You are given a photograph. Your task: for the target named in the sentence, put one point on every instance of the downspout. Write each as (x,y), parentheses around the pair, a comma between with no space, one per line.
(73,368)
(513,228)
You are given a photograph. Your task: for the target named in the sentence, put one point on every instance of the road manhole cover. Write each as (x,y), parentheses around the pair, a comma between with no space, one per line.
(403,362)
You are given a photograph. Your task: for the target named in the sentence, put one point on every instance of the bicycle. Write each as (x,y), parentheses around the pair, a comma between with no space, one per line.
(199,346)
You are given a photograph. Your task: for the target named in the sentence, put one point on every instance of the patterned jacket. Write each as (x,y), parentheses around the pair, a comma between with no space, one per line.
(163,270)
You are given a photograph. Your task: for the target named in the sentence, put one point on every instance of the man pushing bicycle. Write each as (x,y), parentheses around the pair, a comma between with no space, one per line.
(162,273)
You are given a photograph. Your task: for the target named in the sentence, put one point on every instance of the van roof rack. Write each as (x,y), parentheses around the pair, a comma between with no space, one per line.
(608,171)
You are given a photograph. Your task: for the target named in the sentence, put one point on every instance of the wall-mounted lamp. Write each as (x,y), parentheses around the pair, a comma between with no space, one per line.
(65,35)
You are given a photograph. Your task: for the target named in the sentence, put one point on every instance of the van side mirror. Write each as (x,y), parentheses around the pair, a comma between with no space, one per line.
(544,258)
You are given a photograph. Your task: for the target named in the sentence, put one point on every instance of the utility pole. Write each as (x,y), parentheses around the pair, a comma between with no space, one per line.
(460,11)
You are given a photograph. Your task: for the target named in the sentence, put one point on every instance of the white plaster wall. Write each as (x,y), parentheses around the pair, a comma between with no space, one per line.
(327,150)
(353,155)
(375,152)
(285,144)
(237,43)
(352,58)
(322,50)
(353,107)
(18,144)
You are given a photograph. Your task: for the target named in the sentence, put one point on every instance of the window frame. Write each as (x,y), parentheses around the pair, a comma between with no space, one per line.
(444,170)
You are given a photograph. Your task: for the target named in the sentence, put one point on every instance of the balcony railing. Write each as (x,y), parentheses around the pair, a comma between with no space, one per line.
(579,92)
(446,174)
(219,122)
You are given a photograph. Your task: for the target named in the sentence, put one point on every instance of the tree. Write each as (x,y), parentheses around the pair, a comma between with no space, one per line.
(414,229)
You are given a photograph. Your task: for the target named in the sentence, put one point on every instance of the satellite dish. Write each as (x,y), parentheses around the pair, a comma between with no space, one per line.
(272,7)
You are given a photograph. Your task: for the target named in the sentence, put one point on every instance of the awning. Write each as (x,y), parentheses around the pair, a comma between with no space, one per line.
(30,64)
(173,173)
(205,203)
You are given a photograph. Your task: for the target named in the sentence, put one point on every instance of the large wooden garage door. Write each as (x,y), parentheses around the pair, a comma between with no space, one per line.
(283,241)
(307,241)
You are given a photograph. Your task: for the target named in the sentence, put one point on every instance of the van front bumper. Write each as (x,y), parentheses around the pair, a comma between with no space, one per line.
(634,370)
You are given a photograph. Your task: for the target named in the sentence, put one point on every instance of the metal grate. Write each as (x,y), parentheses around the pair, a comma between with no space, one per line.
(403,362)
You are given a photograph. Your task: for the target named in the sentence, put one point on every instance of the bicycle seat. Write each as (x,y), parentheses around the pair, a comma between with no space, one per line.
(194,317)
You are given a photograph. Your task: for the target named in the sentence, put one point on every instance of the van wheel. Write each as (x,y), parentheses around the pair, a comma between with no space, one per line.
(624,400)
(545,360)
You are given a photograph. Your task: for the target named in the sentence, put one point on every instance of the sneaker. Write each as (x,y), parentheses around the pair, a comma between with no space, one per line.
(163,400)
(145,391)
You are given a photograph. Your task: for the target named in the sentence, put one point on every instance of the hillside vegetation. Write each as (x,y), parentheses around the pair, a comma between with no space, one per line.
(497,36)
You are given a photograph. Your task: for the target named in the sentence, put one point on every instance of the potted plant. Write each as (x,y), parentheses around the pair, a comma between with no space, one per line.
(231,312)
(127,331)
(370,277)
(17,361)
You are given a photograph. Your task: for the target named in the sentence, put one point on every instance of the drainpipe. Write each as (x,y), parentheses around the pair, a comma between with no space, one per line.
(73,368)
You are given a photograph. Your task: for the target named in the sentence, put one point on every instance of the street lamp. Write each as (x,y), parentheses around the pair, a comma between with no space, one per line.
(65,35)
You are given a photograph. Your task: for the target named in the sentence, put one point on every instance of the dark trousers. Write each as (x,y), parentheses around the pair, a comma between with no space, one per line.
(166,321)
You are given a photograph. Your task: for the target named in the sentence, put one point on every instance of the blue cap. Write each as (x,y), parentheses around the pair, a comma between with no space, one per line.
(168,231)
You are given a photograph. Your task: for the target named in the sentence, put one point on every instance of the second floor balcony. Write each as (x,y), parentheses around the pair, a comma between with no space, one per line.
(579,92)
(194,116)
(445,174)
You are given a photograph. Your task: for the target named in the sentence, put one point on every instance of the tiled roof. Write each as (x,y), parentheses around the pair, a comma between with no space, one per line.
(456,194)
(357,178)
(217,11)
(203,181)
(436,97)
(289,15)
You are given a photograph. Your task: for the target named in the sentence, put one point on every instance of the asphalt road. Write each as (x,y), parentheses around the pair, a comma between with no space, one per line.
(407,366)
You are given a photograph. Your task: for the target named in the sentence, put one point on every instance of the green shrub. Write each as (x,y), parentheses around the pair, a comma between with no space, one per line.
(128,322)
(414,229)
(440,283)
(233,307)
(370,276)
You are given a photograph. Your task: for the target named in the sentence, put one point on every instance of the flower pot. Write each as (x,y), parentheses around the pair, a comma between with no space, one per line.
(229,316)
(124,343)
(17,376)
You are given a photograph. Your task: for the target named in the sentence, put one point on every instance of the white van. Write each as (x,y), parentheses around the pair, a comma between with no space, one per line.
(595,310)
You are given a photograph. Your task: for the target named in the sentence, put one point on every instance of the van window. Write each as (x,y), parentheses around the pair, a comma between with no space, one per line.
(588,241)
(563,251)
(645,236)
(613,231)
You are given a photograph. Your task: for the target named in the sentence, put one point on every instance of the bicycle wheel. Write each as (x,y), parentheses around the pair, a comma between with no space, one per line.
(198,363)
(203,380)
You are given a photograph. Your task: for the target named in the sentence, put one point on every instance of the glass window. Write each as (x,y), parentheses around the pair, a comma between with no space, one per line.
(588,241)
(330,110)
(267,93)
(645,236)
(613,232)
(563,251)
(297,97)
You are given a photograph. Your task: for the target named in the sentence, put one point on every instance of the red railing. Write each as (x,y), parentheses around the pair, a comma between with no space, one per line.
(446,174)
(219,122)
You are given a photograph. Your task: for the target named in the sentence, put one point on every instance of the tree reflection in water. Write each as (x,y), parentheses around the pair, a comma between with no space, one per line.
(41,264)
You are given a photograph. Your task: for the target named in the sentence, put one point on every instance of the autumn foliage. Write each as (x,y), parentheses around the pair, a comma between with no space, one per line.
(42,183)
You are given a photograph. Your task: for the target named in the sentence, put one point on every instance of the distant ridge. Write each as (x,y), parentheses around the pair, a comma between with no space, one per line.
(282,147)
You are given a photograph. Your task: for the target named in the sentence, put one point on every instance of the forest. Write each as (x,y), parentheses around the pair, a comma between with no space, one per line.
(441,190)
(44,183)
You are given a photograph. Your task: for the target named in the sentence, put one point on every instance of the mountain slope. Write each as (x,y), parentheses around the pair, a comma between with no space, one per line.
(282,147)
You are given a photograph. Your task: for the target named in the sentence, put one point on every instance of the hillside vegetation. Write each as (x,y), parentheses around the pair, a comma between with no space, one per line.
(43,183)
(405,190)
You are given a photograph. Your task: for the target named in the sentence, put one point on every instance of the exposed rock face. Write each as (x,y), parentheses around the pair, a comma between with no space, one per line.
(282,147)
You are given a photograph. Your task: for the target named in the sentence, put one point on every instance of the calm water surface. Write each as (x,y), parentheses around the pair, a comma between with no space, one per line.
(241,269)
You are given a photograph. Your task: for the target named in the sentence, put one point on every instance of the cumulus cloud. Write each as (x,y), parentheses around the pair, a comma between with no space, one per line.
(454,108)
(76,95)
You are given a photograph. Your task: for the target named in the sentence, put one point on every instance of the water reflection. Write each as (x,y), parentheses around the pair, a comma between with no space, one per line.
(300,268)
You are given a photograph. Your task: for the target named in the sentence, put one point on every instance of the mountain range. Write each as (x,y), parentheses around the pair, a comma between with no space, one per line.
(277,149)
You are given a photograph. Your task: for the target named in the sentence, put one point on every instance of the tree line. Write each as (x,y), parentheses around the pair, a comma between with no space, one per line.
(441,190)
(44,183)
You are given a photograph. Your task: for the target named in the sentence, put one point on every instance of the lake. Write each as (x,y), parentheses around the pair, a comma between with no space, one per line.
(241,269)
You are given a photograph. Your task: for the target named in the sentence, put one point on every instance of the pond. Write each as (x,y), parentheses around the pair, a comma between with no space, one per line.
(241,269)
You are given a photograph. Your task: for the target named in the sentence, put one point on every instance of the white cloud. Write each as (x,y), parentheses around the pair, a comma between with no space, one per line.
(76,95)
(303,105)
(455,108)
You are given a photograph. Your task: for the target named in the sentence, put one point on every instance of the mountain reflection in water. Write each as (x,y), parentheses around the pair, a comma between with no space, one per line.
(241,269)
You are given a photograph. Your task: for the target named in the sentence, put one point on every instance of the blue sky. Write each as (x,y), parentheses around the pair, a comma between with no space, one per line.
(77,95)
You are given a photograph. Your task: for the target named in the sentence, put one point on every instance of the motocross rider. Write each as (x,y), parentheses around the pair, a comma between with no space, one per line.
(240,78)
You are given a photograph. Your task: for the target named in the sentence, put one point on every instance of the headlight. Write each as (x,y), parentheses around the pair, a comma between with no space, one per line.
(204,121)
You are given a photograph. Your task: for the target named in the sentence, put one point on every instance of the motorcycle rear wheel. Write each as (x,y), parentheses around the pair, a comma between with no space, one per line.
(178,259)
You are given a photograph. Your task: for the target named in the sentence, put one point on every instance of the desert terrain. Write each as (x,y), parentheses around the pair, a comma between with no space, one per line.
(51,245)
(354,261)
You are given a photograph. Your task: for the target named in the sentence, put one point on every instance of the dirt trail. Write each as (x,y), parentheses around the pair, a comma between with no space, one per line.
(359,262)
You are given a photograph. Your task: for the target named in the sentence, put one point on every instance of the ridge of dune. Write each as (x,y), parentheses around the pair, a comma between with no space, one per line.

● REQUIRED ACTION
Only those lines running from the one containing "of the motocross" through the last line of the data above are to be copied, exactly, with both ends included.

● SOLUTION FOR THIS PROBLEM
You are given a photograph. Your task: for the target named in the sentence, put one point on every instance of the motocross rider. Write each as (x,y), parentheses around the pair, a comma between with no space, one per line.
(240,78)
You are given a photograph. Your task: for the target named in the sentence, put one point on every instance of the headlight. Write each as (x,y), parentheses around the pair, a comma between with no space, one per line.
(204,121)
You are given a photograph. Your task: for the target named in the sentence, put one point on every instance of the motorcycle rear wheel. Write each as (x,y), parentheses around the pair, a comma between with no space, one per line.
(178,259)
You are given a photograph. Your task: for the target named in the sentence, put one point on every instance of the desert terrain. Write each as (x,y), parentheses around the pair, a comma between with no space, one per line.
(51,245)
(354,261)
You are given a photograph. Your task: for the target named in the sentence, put one point on every instance of the dirt trail. Write each as (x,y), parentheses around the pair, a comma between with no space, one per line.
(359,262)
You are given a photograph. Your task: for the target named in the sentence, put one point on every instance of the ridge of dune. Write each as (x,y), parentheses around the pair, a comma between with no space, one per line.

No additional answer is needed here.